=== RECORDS PROVIDED ===

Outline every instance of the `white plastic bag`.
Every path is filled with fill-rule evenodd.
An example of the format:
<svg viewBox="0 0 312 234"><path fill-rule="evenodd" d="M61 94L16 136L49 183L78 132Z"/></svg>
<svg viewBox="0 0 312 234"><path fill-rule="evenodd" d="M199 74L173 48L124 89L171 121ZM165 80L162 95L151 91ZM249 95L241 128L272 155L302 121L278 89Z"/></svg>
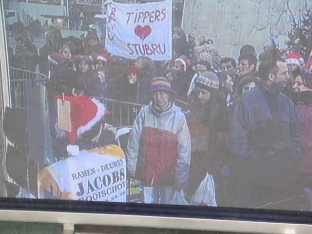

===

* **TASK TO CARRY OUT**: Present the material above as a numbered list with one line per item and no blank lines. Leave the pictures out.

* **TASK ANSWER**:
1. Outline every instance of the `white plastic bag`.
2. Every path is filled with fill-rule evenodd.
3. An example of the format:
4. <svg viewBox="0 0 312 234"><path fill-rule="evenodd" d="M61 94L16 136L49 183L78 132Z"/></svg>
5. <svg viewBox="0 0 312 234"><path fill-rule="evenodd" d="M199 74L173 48L124 89L171 121ZM165 80L162 95L151 91ZM249 95L241 128L272 155L302 121L278 89Z"/></svg>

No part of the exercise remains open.